(Object position labeling entries)
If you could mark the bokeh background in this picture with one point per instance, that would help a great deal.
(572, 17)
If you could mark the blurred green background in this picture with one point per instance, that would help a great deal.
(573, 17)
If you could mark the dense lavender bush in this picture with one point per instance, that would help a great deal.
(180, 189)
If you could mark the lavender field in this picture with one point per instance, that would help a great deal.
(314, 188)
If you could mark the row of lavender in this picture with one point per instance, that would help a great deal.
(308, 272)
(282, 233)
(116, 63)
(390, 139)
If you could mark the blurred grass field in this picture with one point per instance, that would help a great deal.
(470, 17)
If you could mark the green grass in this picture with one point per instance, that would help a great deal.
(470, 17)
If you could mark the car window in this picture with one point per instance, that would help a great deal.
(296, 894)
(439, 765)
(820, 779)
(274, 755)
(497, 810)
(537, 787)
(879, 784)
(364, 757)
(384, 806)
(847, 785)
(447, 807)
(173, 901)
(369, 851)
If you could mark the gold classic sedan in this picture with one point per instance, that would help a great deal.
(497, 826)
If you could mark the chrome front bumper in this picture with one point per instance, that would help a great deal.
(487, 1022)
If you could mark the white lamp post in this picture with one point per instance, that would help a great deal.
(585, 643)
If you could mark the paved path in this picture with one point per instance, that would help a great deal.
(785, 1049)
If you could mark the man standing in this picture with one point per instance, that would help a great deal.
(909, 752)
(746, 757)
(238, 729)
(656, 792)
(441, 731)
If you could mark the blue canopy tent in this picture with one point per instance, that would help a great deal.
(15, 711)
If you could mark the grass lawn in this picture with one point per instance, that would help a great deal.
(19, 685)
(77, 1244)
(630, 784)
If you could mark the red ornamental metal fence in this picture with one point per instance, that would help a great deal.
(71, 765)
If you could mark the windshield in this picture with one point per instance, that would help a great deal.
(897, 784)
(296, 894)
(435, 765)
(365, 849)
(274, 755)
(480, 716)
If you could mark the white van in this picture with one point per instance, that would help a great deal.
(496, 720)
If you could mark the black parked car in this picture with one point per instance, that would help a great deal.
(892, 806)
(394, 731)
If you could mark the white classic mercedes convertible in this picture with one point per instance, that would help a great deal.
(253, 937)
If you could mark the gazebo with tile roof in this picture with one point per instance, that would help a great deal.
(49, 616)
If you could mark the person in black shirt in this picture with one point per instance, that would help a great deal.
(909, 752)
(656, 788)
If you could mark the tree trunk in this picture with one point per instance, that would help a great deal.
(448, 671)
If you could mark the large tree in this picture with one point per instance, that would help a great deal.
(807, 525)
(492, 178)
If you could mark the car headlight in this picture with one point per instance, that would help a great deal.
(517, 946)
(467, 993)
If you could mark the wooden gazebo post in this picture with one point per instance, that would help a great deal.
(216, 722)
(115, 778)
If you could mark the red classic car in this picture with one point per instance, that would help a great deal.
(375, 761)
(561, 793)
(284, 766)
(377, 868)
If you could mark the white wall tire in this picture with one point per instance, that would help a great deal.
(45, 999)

**WHAT YOU WILL DO:**
Could you update the lines starting at the one containing "If you could mark the person" and ending at the last line, swapping "headlight" for "head lamp" and leaving everything else unchanged?

**COMPLETED EXERCISE:**
If you could mark the person in black shirt in this picture with one point per instance, that would help a great deal.
(909, 752)
(656, 788)
If you could mark the tree trunk in this picture with one point per instance, that would help a great deal.
(448, 671)
If you could mark the large tree in this picture with one point per instance, that would help a great deal.
(807, 525)
(492, 178)
If you could mark the car head lamp in this picture with one point per instance, that would help a great deal.
(517, 946)
(467, 993)
If you could mark the wooden gazebo post in this picture with one point per instance, that would help a great deal.
(216, 722)
(115, 778)
If you could mark the red classic car in this picture with one point per instance, that would help a great deal.
(375, 761)
(561, 793)
(284, 766)
(377, 868)
If you could mark the white wall tire in this picture with one point per instance, that would help a great deal.
(45, 999)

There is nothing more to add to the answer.